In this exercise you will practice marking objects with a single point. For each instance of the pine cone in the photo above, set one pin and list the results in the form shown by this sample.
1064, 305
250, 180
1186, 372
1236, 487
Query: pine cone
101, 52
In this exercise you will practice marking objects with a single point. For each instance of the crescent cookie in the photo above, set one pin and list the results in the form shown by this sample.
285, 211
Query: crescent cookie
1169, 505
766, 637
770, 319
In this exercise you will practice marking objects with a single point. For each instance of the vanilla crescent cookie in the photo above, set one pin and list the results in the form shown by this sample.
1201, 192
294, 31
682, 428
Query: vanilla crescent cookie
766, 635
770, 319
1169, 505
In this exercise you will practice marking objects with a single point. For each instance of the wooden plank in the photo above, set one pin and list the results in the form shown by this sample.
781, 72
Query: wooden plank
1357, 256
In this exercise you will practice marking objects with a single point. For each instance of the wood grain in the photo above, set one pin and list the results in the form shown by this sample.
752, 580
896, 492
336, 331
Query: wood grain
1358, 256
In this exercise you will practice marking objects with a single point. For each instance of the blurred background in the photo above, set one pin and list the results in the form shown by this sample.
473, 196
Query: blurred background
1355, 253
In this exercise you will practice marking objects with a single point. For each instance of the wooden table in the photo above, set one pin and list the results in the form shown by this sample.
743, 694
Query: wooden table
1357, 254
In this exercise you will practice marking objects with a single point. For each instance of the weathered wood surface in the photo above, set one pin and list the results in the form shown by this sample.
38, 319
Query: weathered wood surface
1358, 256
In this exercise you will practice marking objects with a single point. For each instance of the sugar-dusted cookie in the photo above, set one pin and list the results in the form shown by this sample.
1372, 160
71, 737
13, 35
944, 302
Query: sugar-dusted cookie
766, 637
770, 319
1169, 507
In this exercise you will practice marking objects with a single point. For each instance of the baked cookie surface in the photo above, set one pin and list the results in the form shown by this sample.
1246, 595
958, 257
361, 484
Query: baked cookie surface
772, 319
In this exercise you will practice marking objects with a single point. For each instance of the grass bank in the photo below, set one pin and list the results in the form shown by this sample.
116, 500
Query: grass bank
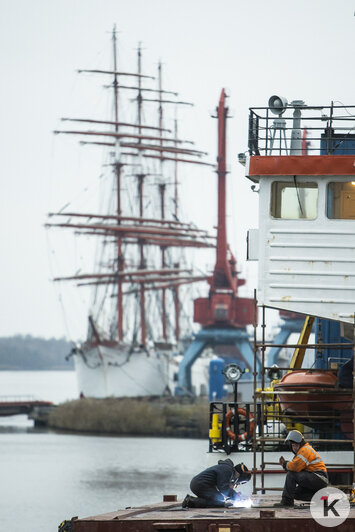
166, 417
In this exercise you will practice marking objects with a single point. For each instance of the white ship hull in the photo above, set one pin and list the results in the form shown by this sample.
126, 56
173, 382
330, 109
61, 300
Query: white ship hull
115, 372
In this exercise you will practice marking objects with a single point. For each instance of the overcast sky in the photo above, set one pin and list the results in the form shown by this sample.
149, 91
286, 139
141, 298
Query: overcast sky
302, 50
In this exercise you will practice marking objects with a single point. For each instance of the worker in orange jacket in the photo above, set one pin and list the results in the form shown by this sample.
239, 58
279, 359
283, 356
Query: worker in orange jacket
306, 473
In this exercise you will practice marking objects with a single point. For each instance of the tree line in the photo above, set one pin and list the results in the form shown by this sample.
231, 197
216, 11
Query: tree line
29, 353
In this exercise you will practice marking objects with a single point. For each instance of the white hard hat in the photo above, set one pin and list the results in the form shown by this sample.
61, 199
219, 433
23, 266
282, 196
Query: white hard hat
294, 436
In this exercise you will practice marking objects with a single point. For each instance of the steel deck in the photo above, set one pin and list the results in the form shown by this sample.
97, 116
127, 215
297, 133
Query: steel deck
171, 516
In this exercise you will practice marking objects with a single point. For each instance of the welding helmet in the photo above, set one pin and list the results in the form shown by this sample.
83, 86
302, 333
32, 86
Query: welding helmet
244, 475
294, 436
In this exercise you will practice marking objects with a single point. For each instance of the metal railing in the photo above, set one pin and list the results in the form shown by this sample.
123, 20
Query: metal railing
302, 130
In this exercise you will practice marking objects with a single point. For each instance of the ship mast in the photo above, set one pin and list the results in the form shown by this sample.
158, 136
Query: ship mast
117, 169
162, 232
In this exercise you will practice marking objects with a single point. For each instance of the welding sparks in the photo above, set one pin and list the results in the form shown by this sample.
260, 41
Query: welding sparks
243, 503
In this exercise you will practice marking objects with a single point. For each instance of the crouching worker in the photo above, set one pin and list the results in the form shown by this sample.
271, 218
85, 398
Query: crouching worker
215, 486
306, 473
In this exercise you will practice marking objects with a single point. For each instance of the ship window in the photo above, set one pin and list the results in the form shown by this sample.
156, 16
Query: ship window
341, 200
292, 200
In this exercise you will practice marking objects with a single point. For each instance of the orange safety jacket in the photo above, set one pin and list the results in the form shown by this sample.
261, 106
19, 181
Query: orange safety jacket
307, 459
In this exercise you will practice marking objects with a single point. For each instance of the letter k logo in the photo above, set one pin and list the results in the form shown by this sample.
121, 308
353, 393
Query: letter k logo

Exercise prompt » Return all lines from the data that include the string "logo".

Answer section »
In this exercise you will practice marking objects with a single point. For each instance of the letter k logo in the photo above, set one pin and list the results in the form shown by this sample.
Query: letter k logo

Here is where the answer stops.